[Data from a data source]
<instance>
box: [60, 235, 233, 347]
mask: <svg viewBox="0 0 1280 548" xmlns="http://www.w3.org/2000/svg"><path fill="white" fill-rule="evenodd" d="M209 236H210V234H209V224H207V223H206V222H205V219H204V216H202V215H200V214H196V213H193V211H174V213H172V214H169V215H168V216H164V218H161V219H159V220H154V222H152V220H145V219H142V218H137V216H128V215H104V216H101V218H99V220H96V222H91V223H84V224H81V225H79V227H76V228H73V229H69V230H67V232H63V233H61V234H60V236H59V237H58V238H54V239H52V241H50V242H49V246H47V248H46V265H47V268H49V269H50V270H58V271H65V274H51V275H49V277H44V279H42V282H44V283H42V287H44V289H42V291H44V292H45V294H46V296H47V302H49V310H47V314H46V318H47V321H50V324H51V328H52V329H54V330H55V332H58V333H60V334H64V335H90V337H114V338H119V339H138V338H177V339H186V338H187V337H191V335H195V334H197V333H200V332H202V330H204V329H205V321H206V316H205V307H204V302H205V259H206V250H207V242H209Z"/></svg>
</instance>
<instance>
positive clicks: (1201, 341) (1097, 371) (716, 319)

### JOB
Can you put the part of the data that opens with the line containing "</instance>" and runs through the end of the data into a JSON list of strings, with one string per line and any blank lines left out?

### ANSWER BELOW
[
  "</instance>",
  "<instance>",
  "positive clicks: (1201, 341) (1097, 371) (716, 319)"
]